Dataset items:
# # # # #
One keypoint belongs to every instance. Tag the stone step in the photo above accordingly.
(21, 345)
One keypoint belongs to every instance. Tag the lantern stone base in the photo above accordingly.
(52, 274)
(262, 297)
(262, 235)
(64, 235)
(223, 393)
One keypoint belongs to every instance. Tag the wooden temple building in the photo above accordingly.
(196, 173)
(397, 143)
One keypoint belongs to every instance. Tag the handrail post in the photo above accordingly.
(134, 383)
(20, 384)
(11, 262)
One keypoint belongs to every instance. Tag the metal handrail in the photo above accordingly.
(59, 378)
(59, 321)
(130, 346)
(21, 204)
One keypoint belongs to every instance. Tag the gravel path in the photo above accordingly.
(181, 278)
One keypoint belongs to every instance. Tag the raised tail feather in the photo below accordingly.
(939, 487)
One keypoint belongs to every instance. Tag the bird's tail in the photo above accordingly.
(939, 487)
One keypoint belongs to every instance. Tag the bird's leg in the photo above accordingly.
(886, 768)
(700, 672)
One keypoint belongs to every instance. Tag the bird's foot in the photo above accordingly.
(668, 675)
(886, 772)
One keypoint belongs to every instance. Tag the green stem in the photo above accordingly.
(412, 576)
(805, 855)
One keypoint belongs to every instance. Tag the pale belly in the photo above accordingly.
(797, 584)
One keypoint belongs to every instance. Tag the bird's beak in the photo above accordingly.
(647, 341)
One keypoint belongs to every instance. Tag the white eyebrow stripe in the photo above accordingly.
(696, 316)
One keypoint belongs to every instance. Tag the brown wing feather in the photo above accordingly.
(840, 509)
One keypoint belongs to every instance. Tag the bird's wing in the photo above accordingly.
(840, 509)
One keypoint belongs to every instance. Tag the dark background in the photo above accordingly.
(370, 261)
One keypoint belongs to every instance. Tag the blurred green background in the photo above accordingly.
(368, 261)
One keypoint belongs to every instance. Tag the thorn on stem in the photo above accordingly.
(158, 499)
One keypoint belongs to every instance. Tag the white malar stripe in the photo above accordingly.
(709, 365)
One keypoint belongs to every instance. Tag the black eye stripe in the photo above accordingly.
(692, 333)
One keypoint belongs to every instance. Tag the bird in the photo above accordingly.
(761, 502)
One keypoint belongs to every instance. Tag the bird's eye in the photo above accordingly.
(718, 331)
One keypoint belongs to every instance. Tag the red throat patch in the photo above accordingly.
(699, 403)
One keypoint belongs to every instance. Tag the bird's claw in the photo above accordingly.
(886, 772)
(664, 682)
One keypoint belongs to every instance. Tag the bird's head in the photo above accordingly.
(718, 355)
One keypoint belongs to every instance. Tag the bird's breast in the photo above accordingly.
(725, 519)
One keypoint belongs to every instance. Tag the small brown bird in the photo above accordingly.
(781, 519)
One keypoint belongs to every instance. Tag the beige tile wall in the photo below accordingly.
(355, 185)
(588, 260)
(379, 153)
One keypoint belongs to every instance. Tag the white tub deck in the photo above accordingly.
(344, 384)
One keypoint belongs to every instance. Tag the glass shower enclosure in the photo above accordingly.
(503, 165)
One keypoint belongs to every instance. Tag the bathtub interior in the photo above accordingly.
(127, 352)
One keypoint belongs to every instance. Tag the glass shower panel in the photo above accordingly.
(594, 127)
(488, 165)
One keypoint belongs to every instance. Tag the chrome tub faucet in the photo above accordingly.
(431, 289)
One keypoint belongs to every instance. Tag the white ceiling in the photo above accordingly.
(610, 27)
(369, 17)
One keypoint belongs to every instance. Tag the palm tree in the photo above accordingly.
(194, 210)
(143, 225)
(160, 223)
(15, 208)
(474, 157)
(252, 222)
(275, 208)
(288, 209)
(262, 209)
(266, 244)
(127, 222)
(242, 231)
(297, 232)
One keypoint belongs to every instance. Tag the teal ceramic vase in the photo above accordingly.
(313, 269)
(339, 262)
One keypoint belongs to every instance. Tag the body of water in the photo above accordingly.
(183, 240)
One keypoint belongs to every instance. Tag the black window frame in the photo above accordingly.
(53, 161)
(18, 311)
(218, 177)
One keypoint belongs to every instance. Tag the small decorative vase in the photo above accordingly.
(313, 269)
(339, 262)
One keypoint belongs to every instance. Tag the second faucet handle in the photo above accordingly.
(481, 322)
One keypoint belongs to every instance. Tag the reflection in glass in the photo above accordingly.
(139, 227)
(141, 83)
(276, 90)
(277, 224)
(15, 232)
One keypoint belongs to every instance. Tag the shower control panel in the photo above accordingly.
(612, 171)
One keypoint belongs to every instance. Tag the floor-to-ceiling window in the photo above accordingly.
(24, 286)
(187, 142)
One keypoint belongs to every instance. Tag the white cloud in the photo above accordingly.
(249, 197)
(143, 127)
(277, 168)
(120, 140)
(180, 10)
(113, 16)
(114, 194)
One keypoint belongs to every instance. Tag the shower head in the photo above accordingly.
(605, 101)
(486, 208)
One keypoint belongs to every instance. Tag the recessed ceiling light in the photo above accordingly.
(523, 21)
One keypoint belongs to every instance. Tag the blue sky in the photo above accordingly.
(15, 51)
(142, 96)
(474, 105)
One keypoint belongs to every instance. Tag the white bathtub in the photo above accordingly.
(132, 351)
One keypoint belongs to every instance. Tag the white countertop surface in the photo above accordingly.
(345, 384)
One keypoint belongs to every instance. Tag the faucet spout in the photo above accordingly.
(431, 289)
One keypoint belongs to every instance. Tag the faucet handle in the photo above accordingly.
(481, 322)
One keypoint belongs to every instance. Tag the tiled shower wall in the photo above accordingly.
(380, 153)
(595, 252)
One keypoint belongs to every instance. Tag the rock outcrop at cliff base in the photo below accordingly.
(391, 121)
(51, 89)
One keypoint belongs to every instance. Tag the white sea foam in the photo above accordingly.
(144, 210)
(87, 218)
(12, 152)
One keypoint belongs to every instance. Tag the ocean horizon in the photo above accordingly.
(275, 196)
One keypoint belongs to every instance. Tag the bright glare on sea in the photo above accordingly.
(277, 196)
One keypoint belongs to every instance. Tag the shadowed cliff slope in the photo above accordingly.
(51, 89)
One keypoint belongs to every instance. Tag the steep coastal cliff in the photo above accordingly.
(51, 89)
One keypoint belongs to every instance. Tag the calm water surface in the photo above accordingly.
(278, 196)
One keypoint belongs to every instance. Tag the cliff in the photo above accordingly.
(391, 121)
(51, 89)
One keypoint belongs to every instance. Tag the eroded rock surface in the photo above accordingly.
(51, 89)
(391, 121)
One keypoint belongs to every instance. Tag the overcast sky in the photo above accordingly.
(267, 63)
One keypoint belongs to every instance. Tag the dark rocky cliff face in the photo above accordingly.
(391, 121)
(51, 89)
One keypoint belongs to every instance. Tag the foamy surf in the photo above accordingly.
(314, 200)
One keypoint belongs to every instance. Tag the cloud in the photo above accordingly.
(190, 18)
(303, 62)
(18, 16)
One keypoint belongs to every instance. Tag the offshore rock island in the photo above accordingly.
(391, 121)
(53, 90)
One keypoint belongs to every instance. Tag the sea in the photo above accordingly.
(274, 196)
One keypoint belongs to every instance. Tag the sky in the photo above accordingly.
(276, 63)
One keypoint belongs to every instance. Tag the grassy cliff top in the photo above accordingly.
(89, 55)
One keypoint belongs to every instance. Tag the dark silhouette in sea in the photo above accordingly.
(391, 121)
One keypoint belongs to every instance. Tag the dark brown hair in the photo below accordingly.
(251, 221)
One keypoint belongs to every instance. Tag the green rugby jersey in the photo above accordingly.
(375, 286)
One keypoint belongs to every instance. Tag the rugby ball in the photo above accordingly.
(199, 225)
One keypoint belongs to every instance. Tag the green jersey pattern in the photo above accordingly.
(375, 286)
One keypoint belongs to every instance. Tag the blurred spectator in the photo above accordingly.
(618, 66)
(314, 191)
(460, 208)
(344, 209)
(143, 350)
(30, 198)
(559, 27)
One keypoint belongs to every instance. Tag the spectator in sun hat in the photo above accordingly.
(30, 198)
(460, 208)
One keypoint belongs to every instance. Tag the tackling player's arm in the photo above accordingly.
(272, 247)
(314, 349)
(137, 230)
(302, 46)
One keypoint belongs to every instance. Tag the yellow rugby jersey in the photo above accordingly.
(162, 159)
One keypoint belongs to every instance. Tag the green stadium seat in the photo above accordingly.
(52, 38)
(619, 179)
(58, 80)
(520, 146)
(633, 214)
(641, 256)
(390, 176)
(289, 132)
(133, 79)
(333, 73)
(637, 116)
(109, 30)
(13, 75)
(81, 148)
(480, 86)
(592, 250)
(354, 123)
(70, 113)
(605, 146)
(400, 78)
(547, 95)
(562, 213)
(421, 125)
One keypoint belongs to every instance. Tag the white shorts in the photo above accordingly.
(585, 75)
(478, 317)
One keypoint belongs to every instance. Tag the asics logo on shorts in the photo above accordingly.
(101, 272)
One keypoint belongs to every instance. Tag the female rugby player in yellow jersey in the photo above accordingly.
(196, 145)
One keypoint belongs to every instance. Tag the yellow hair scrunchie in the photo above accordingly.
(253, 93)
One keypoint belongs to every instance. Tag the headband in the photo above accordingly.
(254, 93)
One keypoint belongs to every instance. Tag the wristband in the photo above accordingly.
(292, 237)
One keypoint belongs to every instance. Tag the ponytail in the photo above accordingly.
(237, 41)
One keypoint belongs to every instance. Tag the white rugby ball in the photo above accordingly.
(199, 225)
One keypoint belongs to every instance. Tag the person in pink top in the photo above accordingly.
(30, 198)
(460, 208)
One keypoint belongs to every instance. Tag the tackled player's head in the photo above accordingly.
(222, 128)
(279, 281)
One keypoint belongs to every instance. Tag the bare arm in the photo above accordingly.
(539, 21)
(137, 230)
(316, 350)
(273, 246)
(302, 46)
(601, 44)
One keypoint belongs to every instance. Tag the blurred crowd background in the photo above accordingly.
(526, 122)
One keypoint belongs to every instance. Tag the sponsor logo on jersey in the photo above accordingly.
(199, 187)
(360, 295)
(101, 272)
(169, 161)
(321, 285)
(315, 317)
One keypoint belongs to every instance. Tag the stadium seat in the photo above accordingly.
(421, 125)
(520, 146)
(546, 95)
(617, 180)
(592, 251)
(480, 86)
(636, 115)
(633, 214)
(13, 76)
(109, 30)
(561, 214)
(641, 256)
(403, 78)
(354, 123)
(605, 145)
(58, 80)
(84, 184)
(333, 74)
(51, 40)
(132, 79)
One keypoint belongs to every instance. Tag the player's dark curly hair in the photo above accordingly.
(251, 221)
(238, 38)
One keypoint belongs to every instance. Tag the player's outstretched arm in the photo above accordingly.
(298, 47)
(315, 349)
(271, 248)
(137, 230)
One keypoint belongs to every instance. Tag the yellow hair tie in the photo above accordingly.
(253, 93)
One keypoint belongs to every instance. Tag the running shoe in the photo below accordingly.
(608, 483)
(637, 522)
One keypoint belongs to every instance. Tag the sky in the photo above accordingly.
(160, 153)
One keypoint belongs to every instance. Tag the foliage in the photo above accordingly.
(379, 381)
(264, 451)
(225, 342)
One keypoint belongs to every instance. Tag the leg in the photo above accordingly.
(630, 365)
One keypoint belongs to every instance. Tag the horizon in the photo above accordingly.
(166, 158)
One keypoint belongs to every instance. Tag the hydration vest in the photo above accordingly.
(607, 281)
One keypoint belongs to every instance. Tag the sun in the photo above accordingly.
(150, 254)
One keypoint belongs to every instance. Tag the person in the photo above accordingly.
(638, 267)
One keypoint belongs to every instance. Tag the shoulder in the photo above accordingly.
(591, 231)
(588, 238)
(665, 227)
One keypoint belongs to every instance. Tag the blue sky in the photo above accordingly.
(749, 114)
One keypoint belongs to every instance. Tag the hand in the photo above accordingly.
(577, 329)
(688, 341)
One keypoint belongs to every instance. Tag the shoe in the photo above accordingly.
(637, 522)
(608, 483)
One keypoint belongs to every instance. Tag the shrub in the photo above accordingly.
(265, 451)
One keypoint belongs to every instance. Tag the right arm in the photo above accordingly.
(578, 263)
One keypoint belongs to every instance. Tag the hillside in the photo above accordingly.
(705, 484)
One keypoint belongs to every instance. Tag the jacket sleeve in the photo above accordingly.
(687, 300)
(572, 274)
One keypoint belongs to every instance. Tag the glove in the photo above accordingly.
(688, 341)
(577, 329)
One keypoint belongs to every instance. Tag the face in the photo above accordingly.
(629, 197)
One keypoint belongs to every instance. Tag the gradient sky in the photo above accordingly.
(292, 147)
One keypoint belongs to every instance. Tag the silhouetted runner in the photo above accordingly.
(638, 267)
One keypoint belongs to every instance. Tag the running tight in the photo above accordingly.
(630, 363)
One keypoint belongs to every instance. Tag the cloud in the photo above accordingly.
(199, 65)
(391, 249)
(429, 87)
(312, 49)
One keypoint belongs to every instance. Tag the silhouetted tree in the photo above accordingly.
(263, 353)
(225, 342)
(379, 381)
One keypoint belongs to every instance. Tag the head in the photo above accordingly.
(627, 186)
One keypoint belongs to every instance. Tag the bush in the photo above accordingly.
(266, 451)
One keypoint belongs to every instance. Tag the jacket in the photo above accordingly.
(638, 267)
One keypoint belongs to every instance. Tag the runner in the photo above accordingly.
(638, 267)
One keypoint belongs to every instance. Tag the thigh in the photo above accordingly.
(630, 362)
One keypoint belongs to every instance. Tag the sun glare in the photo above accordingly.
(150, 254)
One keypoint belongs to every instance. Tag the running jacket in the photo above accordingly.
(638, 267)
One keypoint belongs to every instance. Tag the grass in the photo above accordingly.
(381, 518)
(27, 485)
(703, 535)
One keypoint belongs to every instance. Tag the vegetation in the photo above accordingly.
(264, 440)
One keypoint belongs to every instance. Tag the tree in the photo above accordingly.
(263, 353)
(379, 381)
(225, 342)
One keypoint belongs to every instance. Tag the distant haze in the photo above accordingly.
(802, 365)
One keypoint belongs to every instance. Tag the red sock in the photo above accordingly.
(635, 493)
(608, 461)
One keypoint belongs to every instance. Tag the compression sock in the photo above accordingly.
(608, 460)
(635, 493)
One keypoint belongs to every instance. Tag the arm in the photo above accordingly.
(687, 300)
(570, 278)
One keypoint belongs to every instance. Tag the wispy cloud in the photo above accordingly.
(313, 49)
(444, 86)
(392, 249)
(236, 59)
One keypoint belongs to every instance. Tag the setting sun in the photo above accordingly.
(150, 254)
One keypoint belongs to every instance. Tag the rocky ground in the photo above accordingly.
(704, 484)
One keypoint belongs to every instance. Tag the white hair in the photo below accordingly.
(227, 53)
# # # # #
(Work instructions)
Repeat only the stretch of lines that begins at the line containing "One keypoint belongs to every instance. Tag the compression" and ends at the last line above, both included.

(The completed task)
One keypoint belongs to every instance. Tag the compression sock in the photo above accordingly.
(608, 460)
(635, 493)
One keypoint belongs to every instance. Tag the arm in the photo above accordingly.
(687, 300)
(570, 278)
One keypoint belongs to every instance. Tag the wispy cloud in the photo above accordingly.
(313, 49)
(444, 86)
(392, 249)
(236, 59)
One keypoint belongs to every instance. Tag the setting sun in the photo above accordingly.
(150, 254)
One keypoint belongs to every instance. Tag the rocky ground in the photo above accordingly.
(704, 484)
One keypoint belongs to every instance. Tag the white hair in the photo below accordingly.
(227, 53)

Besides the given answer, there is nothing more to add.